* Start STORED DATA *

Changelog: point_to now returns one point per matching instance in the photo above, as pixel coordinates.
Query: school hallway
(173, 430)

* End STORED DATA *
* Start STORED DATA *

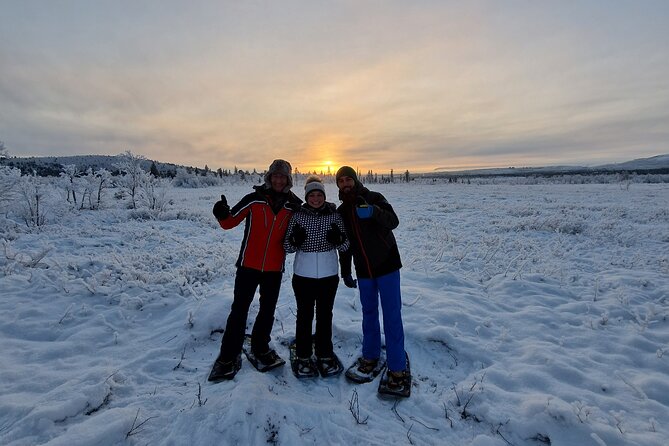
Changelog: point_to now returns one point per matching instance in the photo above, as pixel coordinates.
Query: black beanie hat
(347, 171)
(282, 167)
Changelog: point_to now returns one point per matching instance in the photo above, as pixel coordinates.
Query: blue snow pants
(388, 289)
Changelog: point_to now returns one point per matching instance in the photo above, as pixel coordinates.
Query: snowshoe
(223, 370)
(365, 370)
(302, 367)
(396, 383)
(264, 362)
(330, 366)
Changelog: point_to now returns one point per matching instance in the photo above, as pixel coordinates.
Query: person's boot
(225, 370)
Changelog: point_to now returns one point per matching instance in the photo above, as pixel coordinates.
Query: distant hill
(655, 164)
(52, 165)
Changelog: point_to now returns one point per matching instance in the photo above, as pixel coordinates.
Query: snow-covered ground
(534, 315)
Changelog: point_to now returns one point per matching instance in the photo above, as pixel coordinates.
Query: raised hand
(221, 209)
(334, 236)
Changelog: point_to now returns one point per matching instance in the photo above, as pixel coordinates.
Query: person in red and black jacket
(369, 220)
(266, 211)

* End STORED DATA *

### WORK TO BE COMPLETED:
Pick out and copy every line of the records above that contains the string "person". Case counts.

### SOLUTION TO THIS PROBLEM:
Query: person's boot
Query: person in red and black jacket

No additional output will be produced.